* Objetivo del ejercicio *
Copia íntegros todos los fragmentos que el texto sobre la concesión de ENAPU pone entre comillas.

* Texto proporcionado *
━━━━━━━━━━━━━━━━━━━━
Esta privatización es el puntillazo final dado por este gobierno, al amparo del dogma de la “subsidiariedad de la actividad empresarial del Estado”, decretada por la Constitución de 1993 (Art. 60). Motivo por el cual, pensamos, se impone su revisión total pues, a todas luces, perjudica los intereses del Estado peruano.
El otorgamiento de todo el Terminal Norte del Callao a APM Terminals hace dos semanas es el resultado final de la política del actual gobierno de concesionar (en verdad, privatizar) la empresa estatal ENAPU, a pesar de la existencia de alternativas viables para su repotenciamiento. Al hacerlo, se ha hipotecado la capacidad del Estado en materia de política portuaria, al mismo tiempo que ha activado “bombas de tiempo” para el próximo gobierno.
Esto ha motivado la renuncia del presidente de ENAPU, Mario Arbulú, quien acaba de declarar que “el proceso de concesión ha generado un modelo con el que yo también discrepo. Será la historia la que juzgue. Nosotros propusimos una alianza estratégica entre Enapu y un socio privado de primer nivel mundial” (14/7/2011). Más allá de la bastante tardía de la protesta de Arbulú, tiene razón sobre el fondo del asunto.
Agrega: “Se creó un comité especial de privatización porque dijeron que ENAPU no podía ser juez y parte. Luego salió el Decreto Supremo en el que se decidió por un proceso de concesión en el que no tuviéramos ninguna injerencia” (14 de julio 2011).
━━━━━━━━━━━━━━━━━━━━
* Entradas guardadas *
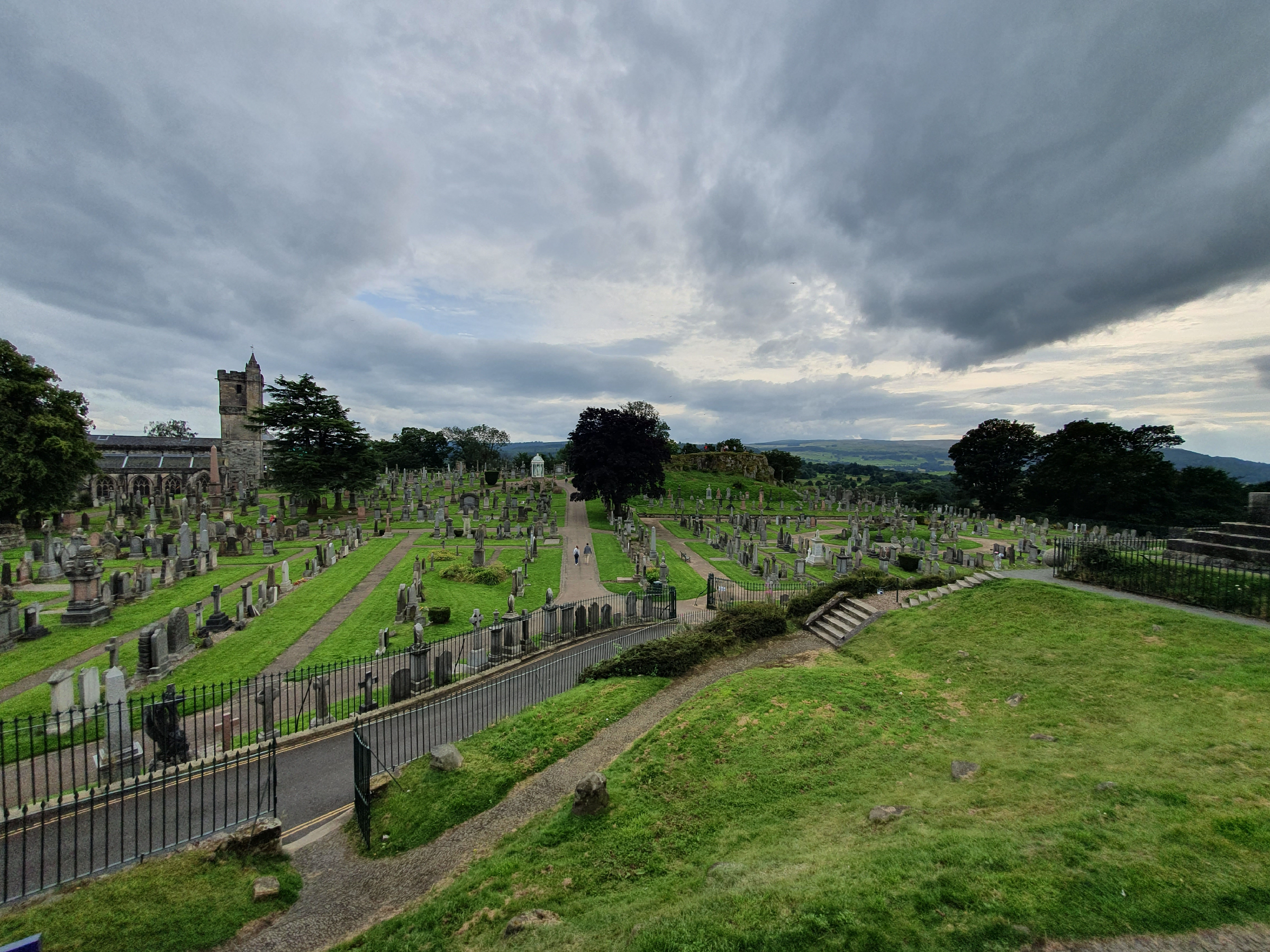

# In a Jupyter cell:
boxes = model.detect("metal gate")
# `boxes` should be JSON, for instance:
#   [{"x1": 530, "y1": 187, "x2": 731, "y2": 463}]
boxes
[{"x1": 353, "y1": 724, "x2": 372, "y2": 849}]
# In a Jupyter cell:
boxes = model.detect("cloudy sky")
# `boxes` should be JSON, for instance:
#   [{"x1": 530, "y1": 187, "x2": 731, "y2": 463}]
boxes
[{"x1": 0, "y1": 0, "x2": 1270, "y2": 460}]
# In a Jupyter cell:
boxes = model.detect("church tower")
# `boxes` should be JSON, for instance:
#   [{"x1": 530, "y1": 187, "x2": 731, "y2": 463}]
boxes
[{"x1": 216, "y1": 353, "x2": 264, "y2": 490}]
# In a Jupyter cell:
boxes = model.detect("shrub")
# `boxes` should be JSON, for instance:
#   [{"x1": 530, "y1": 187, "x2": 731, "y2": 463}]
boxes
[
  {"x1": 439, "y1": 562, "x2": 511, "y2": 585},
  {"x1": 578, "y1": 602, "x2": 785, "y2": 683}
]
━━━━━━━━━━━━━━━━━━━━
* Solución *
- subsidiariedad de la actividad empresarial del Estado
- bombas de tiempo
- el proceso de concesión ha generado un modelo con el que yo también discrepo. Será la historia la que juzgue. Nosotros propusimos una alianza estratégica entre Enapu y un socio privado de primer nivel mundial
- Se creó un comité especial de privatización porque dijeron que ENAPU no podía ser juez y parte. Luego salió el Decreto Supremo en el que se decidió por un proceso de concesión en el que no tuviéramos ninguna injerencia